== Task objective ==
Could you set down, exactly as they stand, only the lines from the one containing "Query: cookie crust base" through the end of the listing?
** Data supplied follows **
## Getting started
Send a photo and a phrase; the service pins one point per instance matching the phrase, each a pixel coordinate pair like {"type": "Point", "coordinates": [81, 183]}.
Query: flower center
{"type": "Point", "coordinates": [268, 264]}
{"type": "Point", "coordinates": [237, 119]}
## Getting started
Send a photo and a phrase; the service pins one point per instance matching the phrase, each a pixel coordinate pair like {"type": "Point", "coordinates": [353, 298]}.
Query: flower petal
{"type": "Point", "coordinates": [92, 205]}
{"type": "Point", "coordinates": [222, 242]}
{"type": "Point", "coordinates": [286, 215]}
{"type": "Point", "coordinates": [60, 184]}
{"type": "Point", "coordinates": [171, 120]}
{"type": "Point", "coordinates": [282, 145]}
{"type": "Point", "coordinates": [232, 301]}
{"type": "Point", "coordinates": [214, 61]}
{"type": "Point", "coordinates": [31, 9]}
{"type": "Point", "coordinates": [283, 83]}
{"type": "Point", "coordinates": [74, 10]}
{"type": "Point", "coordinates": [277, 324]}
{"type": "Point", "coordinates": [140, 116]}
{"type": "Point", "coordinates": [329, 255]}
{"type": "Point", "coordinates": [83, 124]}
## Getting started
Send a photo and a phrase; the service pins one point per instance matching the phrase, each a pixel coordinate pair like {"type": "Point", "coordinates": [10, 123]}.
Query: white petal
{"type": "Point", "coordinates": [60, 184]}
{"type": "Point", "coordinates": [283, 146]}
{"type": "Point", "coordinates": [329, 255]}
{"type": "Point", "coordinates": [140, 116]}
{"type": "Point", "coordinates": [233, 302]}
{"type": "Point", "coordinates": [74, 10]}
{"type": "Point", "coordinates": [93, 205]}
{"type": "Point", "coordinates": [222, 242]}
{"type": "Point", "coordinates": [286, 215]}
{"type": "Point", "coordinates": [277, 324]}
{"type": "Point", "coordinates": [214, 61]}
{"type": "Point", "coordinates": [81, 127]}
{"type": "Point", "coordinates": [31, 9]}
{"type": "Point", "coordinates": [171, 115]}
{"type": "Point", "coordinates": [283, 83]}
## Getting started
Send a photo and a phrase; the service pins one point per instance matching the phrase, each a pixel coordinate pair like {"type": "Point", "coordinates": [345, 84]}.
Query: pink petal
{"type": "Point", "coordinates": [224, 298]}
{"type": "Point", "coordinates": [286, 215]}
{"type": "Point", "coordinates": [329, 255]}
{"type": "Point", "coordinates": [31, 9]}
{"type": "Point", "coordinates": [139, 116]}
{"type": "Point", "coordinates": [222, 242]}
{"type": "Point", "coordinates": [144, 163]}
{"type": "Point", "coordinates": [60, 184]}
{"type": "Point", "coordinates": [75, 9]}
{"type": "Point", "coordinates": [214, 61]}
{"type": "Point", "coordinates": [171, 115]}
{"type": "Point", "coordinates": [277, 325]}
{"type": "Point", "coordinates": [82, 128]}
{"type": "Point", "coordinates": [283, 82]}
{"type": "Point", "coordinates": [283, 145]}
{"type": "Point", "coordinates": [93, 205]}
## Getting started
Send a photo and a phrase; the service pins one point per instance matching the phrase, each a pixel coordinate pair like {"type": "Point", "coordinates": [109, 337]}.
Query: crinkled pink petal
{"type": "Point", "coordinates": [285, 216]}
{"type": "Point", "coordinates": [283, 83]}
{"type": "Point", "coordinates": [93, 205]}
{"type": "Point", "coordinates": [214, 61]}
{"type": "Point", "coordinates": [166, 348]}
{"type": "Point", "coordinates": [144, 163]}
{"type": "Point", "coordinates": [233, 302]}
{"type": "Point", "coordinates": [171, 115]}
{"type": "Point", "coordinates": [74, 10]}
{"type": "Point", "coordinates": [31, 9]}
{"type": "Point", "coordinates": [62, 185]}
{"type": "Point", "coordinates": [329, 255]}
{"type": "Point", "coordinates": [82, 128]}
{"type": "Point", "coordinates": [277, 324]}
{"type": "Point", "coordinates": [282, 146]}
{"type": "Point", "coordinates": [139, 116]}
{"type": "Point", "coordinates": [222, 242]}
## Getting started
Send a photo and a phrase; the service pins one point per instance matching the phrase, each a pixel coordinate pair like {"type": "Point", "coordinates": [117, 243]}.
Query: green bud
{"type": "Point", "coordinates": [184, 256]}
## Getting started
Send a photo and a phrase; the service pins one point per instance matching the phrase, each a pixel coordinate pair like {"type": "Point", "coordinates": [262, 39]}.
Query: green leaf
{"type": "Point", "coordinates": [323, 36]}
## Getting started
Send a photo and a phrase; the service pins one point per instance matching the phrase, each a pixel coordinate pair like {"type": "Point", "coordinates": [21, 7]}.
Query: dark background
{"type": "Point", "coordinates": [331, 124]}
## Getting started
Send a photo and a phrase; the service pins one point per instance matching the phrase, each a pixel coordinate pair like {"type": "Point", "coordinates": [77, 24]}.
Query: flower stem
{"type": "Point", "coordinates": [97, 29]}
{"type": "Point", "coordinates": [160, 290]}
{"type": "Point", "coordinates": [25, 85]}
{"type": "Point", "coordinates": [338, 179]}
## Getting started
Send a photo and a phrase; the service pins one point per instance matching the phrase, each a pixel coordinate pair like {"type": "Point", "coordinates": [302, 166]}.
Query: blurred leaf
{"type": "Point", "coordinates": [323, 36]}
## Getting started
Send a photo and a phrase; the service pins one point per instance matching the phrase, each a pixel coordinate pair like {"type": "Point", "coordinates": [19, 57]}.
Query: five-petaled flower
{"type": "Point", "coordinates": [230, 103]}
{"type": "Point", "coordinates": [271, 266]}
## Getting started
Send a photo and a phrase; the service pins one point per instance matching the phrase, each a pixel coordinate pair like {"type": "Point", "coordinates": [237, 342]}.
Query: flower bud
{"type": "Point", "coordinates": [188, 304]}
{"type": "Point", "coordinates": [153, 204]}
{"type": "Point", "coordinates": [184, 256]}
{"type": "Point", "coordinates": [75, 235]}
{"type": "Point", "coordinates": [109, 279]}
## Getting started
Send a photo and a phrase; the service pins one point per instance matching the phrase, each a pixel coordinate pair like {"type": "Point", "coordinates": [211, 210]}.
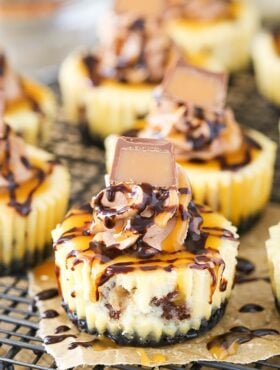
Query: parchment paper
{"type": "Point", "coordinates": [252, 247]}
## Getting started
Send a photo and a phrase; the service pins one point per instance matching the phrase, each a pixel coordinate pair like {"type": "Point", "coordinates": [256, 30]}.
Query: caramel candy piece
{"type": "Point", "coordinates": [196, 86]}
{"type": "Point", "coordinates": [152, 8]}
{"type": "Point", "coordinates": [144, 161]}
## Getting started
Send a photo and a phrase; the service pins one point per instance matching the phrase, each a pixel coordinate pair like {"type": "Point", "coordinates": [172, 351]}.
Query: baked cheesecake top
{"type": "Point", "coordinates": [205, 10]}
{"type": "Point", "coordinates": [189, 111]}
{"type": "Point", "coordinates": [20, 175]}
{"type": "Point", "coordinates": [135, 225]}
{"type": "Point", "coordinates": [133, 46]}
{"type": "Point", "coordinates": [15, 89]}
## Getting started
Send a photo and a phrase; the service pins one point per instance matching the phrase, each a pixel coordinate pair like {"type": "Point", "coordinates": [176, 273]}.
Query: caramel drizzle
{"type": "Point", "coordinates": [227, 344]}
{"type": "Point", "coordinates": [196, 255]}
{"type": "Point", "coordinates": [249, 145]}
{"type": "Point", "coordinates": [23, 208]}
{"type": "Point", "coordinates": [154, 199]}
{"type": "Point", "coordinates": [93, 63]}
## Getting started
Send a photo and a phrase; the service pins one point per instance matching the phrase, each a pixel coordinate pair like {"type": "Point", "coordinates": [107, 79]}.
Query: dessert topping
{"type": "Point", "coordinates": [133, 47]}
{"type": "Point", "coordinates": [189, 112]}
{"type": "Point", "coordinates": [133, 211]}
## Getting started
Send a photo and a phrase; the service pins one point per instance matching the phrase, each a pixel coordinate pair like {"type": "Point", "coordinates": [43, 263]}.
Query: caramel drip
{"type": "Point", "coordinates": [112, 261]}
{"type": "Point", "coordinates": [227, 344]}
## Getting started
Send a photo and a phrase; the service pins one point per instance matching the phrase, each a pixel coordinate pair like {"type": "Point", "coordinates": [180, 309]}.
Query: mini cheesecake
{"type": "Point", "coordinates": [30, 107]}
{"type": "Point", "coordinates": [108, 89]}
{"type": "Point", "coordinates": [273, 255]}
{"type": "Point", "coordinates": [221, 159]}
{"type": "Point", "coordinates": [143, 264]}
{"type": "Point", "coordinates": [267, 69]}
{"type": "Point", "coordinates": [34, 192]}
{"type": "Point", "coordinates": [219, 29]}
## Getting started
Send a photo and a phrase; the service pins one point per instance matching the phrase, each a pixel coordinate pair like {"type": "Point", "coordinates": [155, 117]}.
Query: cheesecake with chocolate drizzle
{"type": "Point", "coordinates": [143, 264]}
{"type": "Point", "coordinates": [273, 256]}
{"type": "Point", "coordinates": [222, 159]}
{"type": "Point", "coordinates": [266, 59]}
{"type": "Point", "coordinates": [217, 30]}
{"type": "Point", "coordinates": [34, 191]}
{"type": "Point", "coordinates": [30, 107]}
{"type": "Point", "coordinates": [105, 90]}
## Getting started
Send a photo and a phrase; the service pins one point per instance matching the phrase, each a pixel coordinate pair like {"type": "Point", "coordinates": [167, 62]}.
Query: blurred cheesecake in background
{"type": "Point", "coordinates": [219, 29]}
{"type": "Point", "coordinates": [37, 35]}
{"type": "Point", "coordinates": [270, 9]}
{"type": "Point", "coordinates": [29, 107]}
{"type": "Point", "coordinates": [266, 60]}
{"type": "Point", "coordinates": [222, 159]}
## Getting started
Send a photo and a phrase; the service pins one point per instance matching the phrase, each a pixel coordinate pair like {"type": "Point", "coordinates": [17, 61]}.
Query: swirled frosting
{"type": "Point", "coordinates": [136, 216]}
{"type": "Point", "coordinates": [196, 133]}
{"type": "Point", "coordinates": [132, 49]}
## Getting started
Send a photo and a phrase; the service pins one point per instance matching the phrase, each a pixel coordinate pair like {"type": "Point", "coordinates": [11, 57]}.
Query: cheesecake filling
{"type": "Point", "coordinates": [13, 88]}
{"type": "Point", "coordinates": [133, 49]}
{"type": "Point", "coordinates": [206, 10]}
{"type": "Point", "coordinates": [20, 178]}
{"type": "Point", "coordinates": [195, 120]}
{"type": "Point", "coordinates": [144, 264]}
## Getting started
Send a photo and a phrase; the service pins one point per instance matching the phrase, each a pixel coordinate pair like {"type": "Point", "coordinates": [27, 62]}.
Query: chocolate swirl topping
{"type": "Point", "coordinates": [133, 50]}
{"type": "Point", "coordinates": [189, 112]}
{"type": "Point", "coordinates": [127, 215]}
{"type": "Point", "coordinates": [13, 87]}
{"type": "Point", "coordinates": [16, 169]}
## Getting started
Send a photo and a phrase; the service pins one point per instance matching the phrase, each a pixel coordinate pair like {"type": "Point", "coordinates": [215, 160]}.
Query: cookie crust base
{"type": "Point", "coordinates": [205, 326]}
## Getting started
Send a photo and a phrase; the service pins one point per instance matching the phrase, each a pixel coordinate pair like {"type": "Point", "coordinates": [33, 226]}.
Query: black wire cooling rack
** End of Data supplied **
== Solution ==
Query: cookie crust base
{"type": "Point", "coordinates": [205, 326]}
## Getting started
Send a photo and a phrase; the service pins one point per instance matching the phrase, each a pixel coordinate pair like {"type": "Point", "coordinates": [33, 226]}.
Query: black wire cooling rack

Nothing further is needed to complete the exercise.